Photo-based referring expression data
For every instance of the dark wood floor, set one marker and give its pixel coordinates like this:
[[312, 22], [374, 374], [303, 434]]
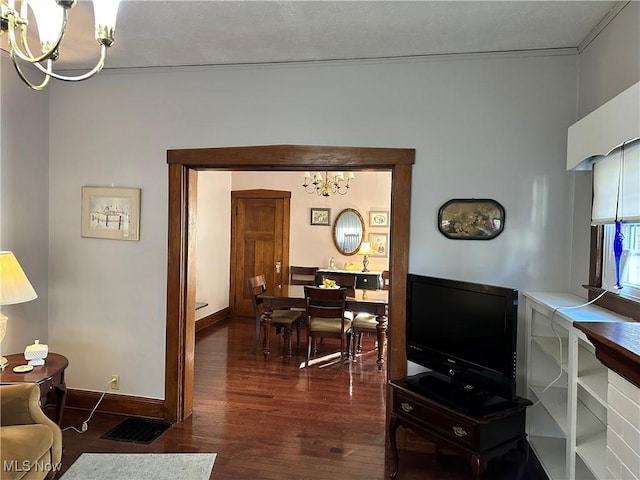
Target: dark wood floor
[[276, 421]]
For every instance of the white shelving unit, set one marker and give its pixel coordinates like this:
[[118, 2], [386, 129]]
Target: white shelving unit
[[567, 425]]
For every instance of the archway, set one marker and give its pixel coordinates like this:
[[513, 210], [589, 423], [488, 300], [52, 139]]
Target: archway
[[183, 166]]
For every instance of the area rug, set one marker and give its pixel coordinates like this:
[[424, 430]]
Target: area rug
[[141, 466]]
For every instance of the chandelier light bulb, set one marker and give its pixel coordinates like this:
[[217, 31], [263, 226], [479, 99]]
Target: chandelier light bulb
[[329, 184], [51, 22]]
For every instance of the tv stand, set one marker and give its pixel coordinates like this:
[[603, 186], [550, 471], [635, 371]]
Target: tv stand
[[440, 388], [480, 438]]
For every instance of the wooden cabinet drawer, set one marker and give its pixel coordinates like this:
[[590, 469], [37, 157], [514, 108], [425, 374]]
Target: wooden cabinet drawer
[[445, 424]]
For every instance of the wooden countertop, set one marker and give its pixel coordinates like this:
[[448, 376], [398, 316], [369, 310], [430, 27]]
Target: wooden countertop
[[617, 346]]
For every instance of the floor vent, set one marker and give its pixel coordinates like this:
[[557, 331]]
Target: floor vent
[[137, 430]]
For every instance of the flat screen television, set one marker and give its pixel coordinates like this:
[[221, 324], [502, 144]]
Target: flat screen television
[[465, 334]]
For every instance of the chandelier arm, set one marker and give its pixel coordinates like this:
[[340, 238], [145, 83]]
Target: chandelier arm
[[28, 56], [89, 74], [33, 86]]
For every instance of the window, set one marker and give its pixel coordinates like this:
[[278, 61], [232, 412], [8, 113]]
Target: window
[[629, 262], [616, 197]]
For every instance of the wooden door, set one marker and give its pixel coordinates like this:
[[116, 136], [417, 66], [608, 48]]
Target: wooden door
[[259, 242]]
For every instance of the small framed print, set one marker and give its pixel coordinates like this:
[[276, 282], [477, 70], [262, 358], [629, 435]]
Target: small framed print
[[321, 216], [379, 244], [379, 218], [471, 219], [111, 213]]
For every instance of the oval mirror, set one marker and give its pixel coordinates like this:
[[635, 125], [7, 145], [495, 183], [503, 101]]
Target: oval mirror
[[348, 231]]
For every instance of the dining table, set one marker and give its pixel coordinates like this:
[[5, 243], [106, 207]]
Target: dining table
[[375, 302]]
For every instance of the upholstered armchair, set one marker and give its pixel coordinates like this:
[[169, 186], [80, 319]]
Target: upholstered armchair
[[30, 442]]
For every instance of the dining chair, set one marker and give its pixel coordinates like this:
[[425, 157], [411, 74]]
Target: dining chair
[[366, 322], [326, 318], [283, 320], [302, 275]]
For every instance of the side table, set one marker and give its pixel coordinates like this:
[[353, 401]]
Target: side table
[[49, 377]]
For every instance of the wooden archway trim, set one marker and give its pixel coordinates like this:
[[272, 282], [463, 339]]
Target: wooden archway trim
[[183, 166]]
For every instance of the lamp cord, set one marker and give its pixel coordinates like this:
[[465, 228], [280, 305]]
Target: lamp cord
[[85, 424]]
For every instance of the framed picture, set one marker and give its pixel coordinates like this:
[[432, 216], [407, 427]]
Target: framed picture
[[379, 218], [111, 213], [471, 219], [379, 244], [321, 216]]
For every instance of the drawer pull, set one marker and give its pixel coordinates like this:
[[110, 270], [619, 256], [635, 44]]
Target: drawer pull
[[406, 407], [459, 431]]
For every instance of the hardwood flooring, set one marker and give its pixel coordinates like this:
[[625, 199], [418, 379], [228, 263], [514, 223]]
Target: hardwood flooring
[[276, 421]]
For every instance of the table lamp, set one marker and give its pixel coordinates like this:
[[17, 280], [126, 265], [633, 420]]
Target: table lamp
[[14, 288], [365, 249]]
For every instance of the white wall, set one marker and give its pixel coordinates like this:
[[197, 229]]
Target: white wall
[[608, 65], [308, 245], [24, 200], [213, 234], [312, 245], [611, 62], [484, 126]]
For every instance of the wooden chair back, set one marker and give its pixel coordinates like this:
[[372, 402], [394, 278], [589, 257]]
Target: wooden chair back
[[325, 302], [386, 280], [302, 275], [257, 285]]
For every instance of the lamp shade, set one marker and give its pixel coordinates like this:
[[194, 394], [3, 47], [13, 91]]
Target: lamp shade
[[14, 284], [365, 248]]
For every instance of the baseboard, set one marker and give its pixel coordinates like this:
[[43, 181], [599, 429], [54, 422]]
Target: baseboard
[[128, 405], [212, 319]]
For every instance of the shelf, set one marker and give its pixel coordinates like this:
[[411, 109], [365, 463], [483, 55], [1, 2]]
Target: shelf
[[551, 347], [592, 451], [554, 400], [551, 453]]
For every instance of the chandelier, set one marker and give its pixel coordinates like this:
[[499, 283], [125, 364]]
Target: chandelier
[[51, 20], [326, 186]]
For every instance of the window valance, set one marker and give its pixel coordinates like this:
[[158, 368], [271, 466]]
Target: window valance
[[616, 185]]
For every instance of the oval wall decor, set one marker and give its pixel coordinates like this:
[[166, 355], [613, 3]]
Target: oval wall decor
[[471, 219]]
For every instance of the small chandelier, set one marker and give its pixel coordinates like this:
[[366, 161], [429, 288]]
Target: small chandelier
[[327, 186], [51, 19]]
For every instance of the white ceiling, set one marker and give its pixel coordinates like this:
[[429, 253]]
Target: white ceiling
[[154, 33]]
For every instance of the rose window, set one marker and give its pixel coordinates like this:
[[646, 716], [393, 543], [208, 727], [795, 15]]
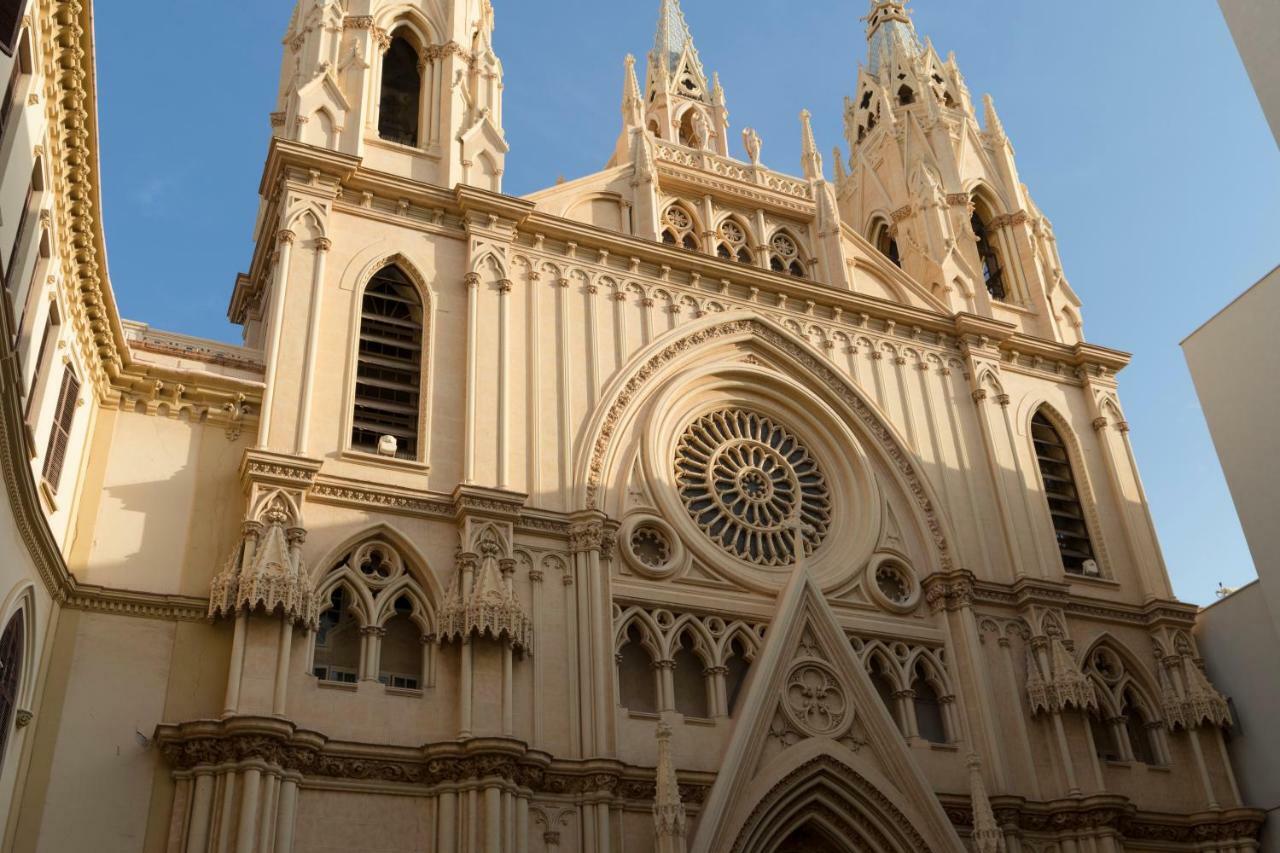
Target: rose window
[[894, 584], [749, 483]]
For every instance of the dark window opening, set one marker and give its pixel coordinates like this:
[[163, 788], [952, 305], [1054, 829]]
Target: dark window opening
[[10, 673], [992, 270], [389, 365], [60, 430], [402, 94], [1063, 496], [638, 682]]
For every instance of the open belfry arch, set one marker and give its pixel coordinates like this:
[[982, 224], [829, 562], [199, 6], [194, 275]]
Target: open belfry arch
[[690, 506]]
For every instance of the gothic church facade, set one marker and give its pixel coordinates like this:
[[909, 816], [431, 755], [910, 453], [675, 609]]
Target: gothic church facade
[[691, 505]]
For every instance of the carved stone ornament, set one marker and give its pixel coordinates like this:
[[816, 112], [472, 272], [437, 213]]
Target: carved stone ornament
[[1064, 685], [816, 702], [266, 570], [481, 601]]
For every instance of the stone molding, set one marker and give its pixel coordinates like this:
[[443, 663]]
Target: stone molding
[[1114, 812], [279, 743]]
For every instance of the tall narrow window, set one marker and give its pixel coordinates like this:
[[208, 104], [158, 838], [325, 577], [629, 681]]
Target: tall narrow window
[[10, 22], [389, 370], [638, 680], [690, 680], [1064, 497], [402, 94], [60, 430], [992, 270], [10, 670], [928, 708]]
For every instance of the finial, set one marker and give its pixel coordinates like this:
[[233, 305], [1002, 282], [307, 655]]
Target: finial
[[986, 833], [812, 158], [668, 811]]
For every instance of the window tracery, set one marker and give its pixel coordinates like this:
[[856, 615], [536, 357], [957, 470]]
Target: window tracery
[[691, 664], [786, 255], [1063, 493], [10, 673], [746, 482], [401, 95], [376, 624], [679, 228], [389, 366], [992, 264], [732, 242], [1124, 728]]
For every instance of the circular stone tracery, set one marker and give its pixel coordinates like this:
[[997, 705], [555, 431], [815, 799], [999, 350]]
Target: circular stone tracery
[[748, 482]]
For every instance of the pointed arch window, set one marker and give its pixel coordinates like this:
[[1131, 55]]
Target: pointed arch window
[[376, 624], [1064, 497], [885, 241], [785, 255], [679, 228], [690, 680], [401, 97], [10, 674], [734, 242], [389, 368], [992, 267], [638, 678]]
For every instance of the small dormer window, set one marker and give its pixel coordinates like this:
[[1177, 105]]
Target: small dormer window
[[401, 94], [677, 228]]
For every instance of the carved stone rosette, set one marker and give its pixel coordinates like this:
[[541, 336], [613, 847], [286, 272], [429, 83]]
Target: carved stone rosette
[[481, 601], [266, 570]]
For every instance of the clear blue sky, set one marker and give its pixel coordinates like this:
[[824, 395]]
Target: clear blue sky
[[1134, 124]]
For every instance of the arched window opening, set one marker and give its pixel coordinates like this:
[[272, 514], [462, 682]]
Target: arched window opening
[[337, 653], [402, 94], [677, 228], [734, 242], [1104, 739], [1141, 731], [735, 678], [638, 680], [401, 658], [60, 430], [885, 689], [992, 268], [1064, 497], [10, 674], [929, 720], [690, 680], [882, 235], [389, 368]]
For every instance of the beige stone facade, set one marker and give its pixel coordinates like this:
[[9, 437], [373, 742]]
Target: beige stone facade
[[688, 506]]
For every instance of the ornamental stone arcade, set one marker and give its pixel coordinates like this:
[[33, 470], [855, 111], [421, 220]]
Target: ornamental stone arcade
[[689, 506]]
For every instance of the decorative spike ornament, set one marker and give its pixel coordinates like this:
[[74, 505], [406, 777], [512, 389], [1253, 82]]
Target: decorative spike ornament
[[668, 811]]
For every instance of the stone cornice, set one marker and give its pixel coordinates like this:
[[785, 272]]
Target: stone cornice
[[1111, 812], [279, 743]]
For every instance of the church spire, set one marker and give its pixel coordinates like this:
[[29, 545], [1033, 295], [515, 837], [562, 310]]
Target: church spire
[[888, 31]]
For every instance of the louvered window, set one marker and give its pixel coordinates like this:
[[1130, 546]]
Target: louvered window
[[1064, 497], [10, 670], [391, 365], [10, 21], [60, 433]]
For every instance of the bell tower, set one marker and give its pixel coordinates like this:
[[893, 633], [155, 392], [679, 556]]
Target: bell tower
[[937, 191], [412, 89], [681, 105]]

Task requirements. Only the lines above starting at the line that holds "Target: lamp shade" and ending at the line that holds "For every instance of the oval wall" are to be repeated, exactly and in full.

Solved problem.
Target: lamp shade
[[14, 284], [365, 248]]
For every instance of the baseboard, set one marker and give its pixel coordinates like this:
[[43, 181], [599, 429], [54, 422]]
Target: baseboard
[[128, 405], [212, 319]]
For every instance of the shelf, set one marker and give its pixel coordinates like this:
[[411, 109], [365, 463], [483, 55], [1, 2]]
Target: shelf
[[551, 347], [592, 451], [554, 400], [551, 453]]
For every instance of the chandelier, set one marker and give its pixel coordinates like this:
[[499, 283], [125, 364]]
Target: chandelier
[[51, 20], [326, 186]]
For every instance of the window valance, set one marker and give its pixel coordinates like this:
[[158, 368], [271, 466]]
Target: window valance
[[616, 185]]
For every instance of the oval wall decor, set one marker and give its pixel coordinates like this:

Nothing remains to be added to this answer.